■ Trecho fornecido
□ □ □ □ □

Na sua simplicidade, naquele otimismo alvissareiro que flutuava entre a ingenuidade e o fanatismo religioso, mamãe supunha que, do lado de lá, descidos a tal mansão dos mortos, possivelmente, num espaço reservado lá em cima, por detrás das nuvens, por detrás das visões das lunetas e das retinas dos astronautas, nalgum lugar especial, haveríamos de reencontrar parentes, não na forma convencional, mas, na forma gasosa, supostamente, qual um espírito, entenda-se: seria uma espécie de sombra, um perfil, uma silhueta de pessoa, uma pista apenas, um semblante, quem sabe, mesclado aos odores particulares, facilmente identificáveis, além, é claro, das vozes e dos quereres inconfundíveis dos indivíduos.

Impertinente desde o parto (embora minúsculo, passivo, e 100% dependente de uma mulher e sua placenta, eu produzi nela dores imensuráveis durante a peleja da desova) questionei se o tal resort das almas não seria por demais enfadonho, frustrante, uma vez que desprovido de colorido, abortado de matéria sólida que se apalpasse, minguado de luminosidade de se regozijar os olhares. Ela riu repleta de misericórdia, e o movimento brusco da gargalhada fez com que derramasse café sobre o forro de linho branquinho. “Porcaria!” — ela xingou, obtendo o meu irrestrito apoio.

□ □ □ □ □

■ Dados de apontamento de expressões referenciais
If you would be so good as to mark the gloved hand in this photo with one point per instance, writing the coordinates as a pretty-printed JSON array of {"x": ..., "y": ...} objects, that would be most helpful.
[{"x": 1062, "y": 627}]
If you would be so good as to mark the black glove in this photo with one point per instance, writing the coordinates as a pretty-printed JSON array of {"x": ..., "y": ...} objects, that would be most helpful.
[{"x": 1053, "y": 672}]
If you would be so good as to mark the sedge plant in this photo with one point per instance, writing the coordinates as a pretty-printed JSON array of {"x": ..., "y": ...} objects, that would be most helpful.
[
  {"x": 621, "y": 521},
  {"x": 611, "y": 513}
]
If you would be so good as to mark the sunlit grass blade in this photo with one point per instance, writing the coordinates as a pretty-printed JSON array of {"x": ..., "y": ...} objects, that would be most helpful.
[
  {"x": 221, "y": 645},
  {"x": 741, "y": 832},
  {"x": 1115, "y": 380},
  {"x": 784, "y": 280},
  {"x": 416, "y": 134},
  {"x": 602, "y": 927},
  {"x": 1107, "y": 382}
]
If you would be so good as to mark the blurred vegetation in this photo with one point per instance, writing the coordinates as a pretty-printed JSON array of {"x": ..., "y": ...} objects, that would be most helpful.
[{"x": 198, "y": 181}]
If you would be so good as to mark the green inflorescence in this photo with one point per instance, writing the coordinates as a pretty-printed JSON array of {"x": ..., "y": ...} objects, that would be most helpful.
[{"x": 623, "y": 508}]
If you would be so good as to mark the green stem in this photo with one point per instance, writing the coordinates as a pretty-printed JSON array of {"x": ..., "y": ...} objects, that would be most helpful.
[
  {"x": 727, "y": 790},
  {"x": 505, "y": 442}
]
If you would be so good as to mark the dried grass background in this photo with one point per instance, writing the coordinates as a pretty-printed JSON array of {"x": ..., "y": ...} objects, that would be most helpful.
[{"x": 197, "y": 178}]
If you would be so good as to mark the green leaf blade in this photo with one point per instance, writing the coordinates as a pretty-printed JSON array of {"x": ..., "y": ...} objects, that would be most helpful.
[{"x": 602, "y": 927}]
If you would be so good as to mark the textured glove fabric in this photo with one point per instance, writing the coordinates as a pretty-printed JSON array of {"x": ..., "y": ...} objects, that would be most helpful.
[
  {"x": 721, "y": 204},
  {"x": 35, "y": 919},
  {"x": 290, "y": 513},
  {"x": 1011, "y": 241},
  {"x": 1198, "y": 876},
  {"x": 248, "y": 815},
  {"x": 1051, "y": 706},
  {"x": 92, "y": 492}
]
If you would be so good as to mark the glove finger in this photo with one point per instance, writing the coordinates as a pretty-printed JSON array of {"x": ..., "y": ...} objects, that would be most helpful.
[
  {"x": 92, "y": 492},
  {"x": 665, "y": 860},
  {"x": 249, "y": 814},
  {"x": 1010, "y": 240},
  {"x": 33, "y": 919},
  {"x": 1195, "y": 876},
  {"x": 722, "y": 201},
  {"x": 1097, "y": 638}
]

□ □ □ □ □

■ Ação necessária A
Responda às perguntas a seguir com base no relato sobre a crença materna na vida após a morte:
(i) Em que forma, e não na convencional, a mãe supunha que os parentes seriam reencontrados?
(ii) Que adjetivo o narrador aplica a si mesmo "desde o parto"?
(iii) Sobre o que a mãe derramou café?
■ Ação necessária B
Prossiga com o relato sobre a crença materna na vida após a morte a partir de onde ele termina.

■ Resposta ao exercício A
(i) Na forma gasosa, qual um espírito.
(ii) Impertinente.
(iii) Sobre o forro de linho branquinho.

■ Resposta ao exercício B
Falar, debater, lucubrar a respeito de determinados temas controversos nem sempre é uma missão agradável: a morte, a traição amorosa, a falta de fé num credo que seja, o acometimento das hemorróidas. Tudo é segredo. Tudo é tabu ou mistério. Então prosseguimos o nosso papo grunge, entremeado com o meu sempre inconveniente sarcasmo, enquanto o totó mantinha uma luta canina para se sustentar.

Mais pegajoso e assoberbado com teorias conspirativas do que um sociólogo de esquerda mal humorado, eu testei a vocação materna daquela senhora, ao levantar duas alternativas, digamos, bastante plausíveis.

A primeira delas: se houvesse, de fato, vida após a morte, a doutrina kardecista, de longe, parecia a mais palatável, digerível, porquanto fizesse crer que cada ser humano imperfeito possuía uma espécie de recall espiritual, além de outras vivências futuras de lambuja, a fim de depurar o espírito.

A segunda: a vida seria uma só, e ponto. Morreu, estava morrido, acabado. “No more lonely nights”.  Nada de almas, nada de sombras, nada de silhuetas, nada de reencontros emocionantes nesta ou noutras esferas.

Enquanto sapecávamos os lábios com um café fumegante, eu reiterei a minha crença na segunda opção, como se ela tivesse exigido de mim uma escolha. Mamãe pigarreou, fez careta, reclamou que o café tinha ficado muito amargo, quando, na verdade, o amargo ali era eu, e não a cafeína.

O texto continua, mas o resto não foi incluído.